BEGIN

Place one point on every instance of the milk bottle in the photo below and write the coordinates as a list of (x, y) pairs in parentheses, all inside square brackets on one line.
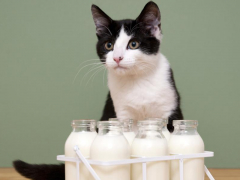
[(110, 144), (83, 134), (186, 140), (165, 131), (150, 142), (128, 131), (127, 128)]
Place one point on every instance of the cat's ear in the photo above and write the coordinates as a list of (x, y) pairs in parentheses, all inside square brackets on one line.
[(101, 20), (150, 18)]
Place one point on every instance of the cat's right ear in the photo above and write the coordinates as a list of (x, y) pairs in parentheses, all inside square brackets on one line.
[(102, 21)]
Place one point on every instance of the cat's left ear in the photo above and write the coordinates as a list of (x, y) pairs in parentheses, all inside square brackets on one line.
[(150, 19), (101, 20)]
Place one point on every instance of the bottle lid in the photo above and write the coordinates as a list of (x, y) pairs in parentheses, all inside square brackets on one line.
[(109, 123), (150, 123), (84, 123), (185, 123)]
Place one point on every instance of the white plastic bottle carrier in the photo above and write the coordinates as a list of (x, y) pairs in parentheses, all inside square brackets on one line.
[(81, 161)]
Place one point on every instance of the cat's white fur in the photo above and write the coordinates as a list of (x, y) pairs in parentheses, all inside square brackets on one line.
[(139, 85)]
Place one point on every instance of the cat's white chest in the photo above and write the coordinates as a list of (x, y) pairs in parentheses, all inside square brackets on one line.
[(148, 96)]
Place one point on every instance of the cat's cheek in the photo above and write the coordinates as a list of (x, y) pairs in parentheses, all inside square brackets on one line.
[(110, 63)]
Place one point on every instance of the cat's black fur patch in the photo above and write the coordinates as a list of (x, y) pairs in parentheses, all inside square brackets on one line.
[(141, 29), (40, 172)]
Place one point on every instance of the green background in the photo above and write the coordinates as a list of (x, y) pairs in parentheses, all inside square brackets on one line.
[(44, 42)]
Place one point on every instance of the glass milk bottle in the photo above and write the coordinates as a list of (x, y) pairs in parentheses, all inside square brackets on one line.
[(150, 142), (128, 131), (186, 140), (83, 134), (127, 126), (110, 144), (165, 131)]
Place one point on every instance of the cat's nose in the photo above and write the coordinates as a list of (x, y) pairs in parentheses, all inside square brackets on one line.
[(118, 59)]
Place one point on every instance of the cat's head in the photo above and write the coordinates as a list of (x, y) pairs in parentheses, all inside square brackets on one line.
[(129, 47)]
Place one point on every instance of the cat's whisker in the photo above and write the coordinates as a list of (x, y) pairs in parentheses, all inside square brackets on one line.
[(90, 70), (89, 60), (83, 68), (96, 72)]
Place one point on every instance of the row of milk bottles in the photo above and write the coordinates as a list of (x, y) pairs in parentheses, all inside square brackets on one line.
[(116, 140)]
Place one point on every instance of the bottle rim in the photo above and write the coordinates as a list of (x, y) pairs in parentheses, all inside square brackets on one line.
[(159, 119), (185, 123), (150, 123), (83, 123), (108, 123)]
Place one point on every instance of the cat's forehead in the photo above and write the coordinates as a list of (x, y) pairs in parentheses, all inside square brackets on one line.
[(128, 26)]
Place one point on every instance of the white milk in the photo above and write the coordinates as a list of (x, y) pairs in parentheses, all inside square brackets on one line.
[(166, 134), (84, 141), (83, 134), (129, 136), (151, 146), (111, 147), (187, 144), (165, 131)]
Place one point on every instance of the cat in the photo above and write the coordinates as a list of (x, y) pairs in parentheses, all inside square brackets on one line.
[(140, 78)]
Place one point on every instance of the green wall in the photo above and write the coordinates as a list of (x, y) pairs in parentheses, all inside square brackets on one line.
[(44, 42)]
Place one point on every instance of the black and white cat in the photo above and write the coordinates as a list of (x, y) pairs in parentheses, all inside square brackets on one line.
[(140, 79)]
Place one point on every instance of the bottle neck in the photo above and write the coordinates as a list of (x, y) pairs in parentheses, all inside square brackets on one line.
[(83, 129), (185, 130), (111, 131), (149, 132)]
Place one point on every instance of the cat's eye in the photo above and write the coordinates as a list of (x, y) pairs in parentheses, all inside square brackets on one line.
[(133, 44), (108, 46)]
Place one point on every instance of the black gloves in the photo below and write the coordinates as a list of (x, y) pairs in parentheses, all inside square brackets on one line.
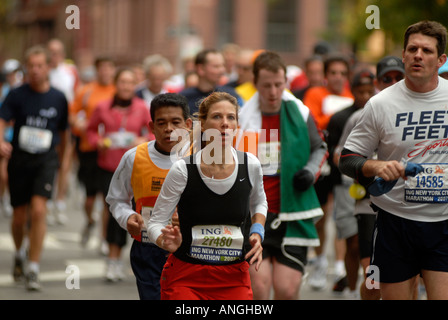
[(302, 180)]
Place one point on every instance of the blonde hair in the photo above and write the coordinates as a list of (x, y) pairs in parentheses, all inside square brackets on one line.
[(205, 104)]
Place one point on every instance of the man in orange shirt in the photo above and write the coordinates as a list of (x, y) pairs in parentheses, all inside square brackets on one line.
[(323, 102), (81, 110)]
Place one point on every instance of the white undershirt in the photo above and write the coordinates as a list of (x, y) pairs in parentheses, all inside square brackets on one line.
[(176, 181)]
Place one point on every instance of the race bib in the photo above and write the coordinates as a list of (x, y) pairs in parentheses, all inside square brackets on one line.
[(122, 139), (269, 156), (216, 243), (35, 140), (146, 214), (429, 186)]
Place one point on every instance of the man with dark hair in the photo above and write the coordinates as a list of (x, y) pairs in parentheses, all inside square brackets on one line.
[(210, 69), (40, 116), (139, 178), (405, 124), (279, 129)]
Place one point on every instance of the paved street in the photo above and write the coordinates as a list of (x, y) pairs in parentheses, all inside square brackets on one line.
[(63, 251)]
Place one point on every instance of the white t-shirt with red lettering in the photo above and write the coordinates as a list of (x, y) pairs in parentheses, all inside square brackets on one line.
[(408, 126)]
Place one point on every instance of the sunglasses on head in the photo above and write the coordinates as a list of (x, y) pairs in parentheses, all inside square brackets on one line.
[(389, 79)]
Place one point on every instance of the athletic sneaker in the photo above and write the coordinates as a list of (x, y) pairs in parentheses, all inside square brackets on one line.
[(114, 270), (32, 281), (86, 233), (318, 278), (340, 285), (17, 271), (59, 211)]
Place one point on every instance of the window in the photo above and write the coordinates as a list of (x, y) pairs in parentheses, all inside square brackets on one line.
[(281, 34)]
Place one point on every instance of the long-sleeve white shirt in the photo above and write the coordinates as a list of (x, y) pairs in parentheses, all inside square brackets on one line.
[(176, 181), (120, 192)]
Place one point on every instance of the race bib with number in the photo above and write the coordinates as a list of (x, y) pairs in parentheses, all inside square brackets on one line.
[(35, 140), (146, 214), (269, 156), (430, 186), (216, 243)]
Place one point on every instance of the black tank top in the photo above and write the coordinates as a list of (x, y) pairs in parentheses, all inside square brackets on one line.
[(199, 206)]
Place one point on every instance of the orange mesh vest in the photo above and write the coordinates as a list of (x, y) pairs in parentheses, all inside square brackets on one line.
[(146, 181)]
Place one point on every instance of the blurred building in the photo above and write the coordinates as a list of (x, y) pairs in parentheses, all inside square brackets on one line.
[(129, 30)]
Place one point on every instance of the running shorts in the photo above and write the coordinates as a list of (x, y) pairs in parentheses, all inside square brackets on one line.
[(31, 175), (88, 172), (403, 247), (186, 281), (366, 225), (294, 257)]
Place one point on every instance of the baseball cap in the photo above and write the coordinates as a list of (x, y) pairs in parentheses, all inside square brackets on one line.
[(362, 77), (389, 63)]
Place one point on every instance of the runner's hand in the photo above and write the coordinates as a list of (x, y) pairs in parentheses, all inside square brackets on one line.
[(135, 224), (171, 238), (256, 252)]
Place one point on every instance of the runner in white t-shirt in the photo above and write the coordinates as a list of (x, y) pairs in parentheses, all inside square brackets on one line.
[(407, 123)]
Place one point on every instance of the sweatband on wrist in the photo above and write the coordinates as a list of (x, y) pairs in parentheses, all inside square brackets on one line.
[(257, 228)]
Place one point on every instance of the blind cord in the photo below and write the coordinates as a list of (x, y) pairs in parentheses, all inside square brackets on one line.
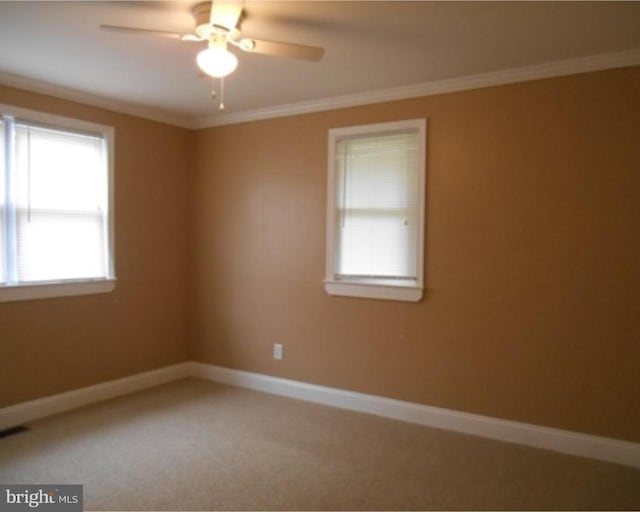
[(344, 185), (29, 174)]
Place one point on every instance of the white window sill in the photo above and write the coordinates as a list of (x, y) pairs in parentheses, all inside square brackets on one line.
[(375, 289), (30, 291)]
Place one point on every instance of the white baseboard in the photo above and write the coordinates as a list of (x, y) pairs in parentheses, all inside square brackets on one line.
[(41, 407), (573, 443)]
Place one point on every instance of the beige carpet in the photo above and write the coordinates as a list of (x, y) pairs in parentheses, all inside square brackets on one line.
[(197, 445)]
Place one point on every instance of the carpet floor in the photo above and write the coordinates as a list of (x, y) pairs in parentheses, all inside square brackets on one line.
[(195, 445)]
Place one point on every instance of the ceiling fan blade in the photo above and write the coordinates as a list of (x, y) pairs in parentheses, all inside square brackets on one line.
[(147, 31), (294, 51), (226, 13)]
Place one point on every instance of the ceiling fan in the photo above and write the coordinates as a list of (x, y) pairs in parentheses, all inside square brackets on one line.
[(218, 24)]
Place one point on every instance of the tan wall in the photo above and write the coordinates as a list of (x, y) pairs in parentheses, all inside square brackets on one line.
[(532, 264), (53, 345)]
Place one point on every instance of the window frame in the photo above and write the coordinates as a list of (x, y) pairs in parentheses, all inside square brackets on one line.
[(68, 287), (374, 288)]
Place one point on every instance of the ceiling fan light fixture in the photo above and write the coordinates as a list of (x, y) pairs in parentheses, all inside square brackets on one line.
[(217, 61)]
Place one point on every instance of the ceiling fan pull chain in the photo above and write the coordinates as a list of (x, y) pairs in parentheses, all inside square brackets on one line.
[(221, 93)]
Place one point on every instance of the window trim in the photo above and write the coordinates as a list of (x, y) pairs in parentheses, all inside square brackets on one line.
[(69, 287), (375, 288)]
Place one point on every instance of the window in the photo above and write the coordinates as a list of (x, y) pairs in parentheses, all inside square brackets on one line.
[(375, 218), (56, 229)]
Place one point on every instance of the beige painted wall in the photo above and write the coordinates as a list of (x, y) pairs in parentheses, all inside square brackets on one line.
[(532, 264), (53, 345)]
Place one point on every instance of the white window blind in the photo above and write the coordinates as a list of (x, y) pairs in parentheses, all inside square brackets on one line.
[(378, 206), (375, 211), (60, 197)]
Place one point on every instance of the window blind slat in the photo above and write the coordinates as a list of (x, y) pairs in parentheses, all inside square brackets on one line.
[(378, 205), (61, 201)]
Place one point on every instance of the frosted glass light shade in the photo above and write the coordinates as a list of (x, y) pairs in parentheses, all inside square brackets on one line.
[(217, 61)]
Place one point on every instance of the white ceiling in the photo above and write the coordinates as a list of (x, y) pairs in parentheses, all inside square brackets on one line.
[(370, 46)]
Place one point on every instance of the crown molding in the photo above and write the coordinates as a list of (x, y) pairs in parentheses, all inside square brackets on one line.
[(508, 76), (503, 77), (67, 93)]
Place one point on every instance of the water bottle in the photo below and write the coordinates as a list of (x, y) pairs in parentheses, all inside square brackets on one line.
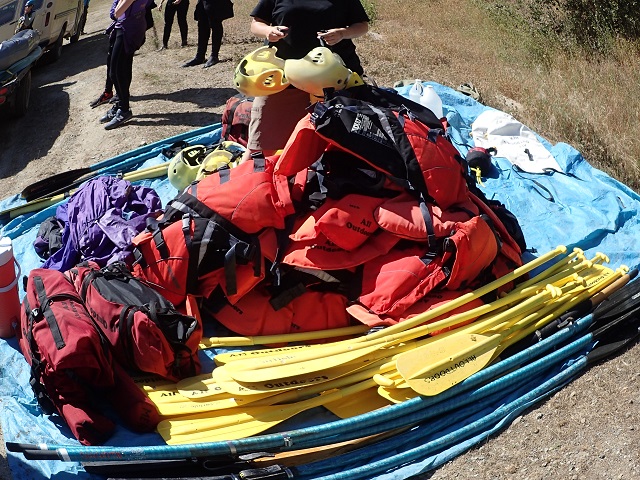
[(431, 100), (416, 91), (9, 301)]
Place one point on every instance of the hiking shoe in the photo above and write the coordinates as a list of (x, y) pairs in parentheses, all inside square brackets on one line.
[(211, 62), (102, 99), (193, 62), (111, 113), (119, 119)]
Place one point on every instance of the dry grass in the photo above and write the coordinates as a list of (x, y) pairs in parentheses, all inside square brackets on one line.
[(592, 104)]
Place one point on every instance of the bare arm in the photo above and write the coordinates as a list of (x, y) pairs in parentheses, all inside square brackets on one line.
[(336, 35), (122, 7), (262, 29)]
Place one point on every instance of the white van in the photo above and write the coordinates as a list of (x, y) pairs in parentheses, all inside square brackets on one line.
[(55, 20)]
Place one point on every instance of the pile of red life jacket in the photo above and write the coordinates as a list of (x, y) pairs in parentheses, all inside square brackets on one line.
[(368, 210)]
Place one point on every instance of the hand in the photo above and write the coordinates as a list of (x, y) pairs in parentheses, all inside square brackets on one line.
[(277, 32), (333, 36)]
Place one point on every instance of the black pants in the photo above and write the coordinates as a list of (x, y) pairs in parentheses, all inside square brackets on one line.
[(209, 26), (170, 11), (121, 70), (108, 84)]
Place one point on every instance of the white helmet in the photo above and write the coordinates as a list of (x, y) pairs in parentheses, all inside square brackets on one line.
[(319, 69)]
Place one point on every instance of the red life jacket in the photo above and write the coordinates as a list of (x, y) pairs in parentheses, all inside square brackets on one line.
[(430, 301), (254, 314), (196, 255), (250, 196)]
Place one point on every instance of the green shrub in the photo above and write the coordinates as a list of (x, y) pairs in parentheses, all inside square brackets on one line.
[(590, 25)]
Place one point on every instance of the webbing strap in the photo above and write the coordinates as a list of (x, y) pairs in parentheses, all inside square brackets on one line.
[(49, 316)]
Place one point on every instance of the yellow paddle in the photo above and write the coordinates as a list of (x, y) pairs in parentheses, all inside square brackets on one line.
[(213, 342), (248, 421), (458, 357), (310, 356), (394, 388), (224, 379)]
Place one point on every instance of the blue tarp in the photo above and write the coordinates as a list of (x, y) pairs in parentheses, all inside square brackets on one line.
[(578, 207)]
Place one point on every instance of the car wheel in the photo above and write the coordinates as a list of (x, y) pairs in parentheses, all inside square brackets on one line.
[(57, 48), (20, 102)]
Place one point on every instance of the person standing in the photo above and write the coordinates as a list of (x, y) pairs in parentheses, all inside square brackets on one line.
[(174, 8), (129, 31), (210, 14), (295, 27)]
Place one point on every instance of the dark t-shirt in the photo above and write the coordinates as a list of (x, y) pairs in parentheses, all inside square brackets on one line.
[(307, 17)]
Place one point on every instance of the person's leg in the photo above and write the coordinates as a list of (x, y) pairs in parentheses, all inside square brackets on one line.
[(203, 40), (169, 14), (121, 70), (108, 86), (217, 31), (204, 32), (181, 12), (107, 94), (273, 120)]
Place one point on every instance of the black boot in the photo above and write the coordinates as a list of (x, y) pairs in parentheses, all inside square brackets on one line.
[(211, 62), (194, 61)]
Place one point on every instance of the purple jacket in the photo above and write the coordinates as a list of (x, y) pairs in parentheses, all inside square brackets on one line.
[(101, 219), (133, 23)]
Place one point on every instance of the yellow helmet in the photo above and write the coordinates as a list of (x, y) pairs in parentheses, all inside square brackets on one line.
[(319, 69), (226, 153), (184, 166), (260, 73)]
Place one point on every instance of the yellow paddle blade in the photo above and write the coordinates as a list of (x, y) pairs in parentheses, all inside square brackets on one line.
[(228, 380), (245, 422), (190, 407), (304, 367), (201, 387), (278, 366), (396, 395), (353, 405), (450, 361), (228, 357)]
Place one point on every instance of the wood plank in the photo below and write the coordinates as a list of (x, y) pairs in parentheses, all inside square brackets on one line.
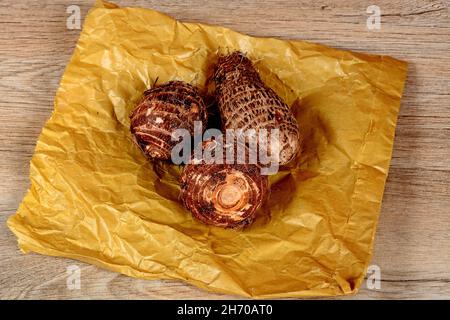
[(413, 238)]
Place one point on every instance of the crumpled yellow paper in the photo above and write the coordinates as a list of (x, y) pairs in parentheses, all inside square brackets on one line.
[(94, 196)]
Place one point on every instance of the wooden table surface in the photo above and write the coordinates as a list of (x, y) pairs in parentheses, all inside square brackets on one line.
[(412, 245)]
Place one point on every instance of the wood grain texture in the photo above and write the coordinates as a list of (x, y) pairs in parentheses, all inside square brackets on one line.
[(413, 239)]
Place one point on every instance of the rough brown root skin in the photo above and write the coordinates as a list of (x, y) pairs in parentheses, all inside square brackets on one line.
[(245, 102), (163, 109), (223, 195)]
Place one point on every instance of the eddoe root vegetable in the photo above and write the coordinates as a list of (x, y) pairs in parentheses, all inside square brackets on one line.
[(163, 109), (222, 195), (245, 102)]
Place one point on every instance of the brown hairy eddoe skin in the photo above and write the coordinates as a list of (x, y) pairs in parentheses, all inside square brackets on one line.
[(163, 109), (223, 195), (245, 102)]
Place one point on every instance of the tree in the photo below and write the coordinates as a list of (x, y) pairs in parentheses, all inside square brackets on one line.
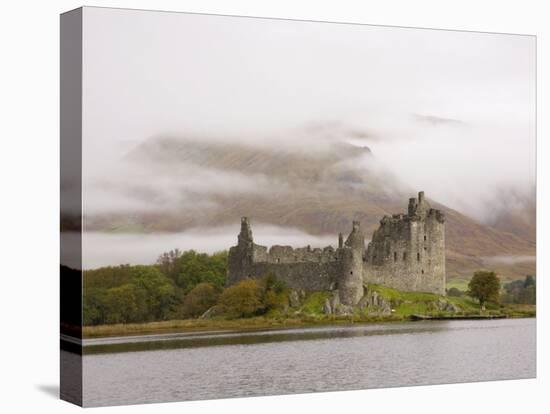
[(242, 299), (156, 289), (454, 292), (199, 300), (484, 286)]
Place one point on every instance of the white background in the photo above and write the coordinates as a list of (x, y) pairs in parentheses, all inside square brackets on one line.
[(29, 193)]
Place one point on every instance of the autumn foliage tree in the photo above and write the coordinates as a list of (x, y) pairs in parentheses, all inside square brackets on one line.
[(243, 299), (201, 298), (484, 286)]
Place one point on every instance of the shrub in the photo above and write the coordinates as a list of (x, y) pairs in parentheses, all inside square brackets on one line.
[(242, 299), (484, 286), (201, 298), (455, 292)]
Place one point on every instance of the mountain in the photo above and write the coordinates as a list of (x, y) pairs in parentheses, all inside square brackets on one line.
[(318, 187)]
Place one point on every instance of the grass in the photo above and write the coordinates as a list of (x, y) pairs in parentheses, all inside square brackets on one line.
[(311, 313), (460, 284)]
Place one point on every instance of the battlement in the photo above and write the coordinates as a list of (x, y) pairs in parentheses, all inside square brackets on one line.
[(407, 252)]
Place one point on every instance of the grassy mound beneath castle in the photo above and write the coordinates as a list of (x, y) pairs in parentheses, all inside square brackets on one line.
[(292, 310)]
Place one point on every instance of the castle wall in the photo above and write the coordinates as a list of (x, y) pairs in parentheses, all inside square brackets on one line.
[(407, 252)]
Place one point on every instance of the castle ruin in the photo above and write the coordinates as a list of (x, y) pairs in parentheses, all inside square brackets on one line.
[(406, 252)]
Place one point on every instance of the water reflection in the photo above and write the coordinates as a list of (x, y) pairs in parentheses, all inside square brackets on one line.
[(176, 367)]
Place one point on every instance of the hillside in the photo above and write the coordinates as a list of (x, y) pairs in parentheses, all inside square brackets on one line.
[(318, 188)]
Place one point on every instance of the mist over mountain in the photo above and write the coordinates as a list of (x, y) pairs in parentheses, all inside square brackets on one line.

END

- _WHAT IS EXPECTED_: Reproduce the items above word for word, from the first line through the line containing "[(139, 85)]", including both ends. Leave the pictures out.

- _RIGHT ANSWER_:
Place one point on every instance of the milk bottle in the photo below and write the coordinates as a list of (x, y) pairs in parentheses, all inside square brackets on one line.
[(110, 144), (83, 134), (186, 140), (165, 131), (150, 142), (128, 131), (127, 128)]
Place one point on every instance of the cat's ear in the photo above and write the coordinates as a list of (x, y) pairs in parentheses, all inside square brackets on one line.
[(101, 20), (150, 18)]
Place one point on every instance of the cat's right ear in the photo above and write the coordinates as a list of (x, y) pairs in parentheses, all inside square brackets on one line.
[(102, 21)]
Place one point on every instance of the cat's left ear in the photo above and write the coordinates as a list of (x, y) pairs in parentheses, all inside square brackets on one line.
[(150, 19), (101, 20)]
Place one point on every instance of the bottle lid in the photo above and write the coordinates as a list of (x, y) pairs in parentheses, all inside square brackets on one line.
[(109, 123), (150, 123), (84, 123), (185, 123)]
Place one point on every instance of the white plastic bottle carrier in the photo above and write the coordinates as a list of (x, y) pairs in parentheses, all inside square brackets on one line.
[(81, 161)]
Place one point on every instance of the cat's white fur in the photo above and write the coordinates as a list of (x, y) pairs in parentheses, all inside square brackets on one line.
[(139, 85)]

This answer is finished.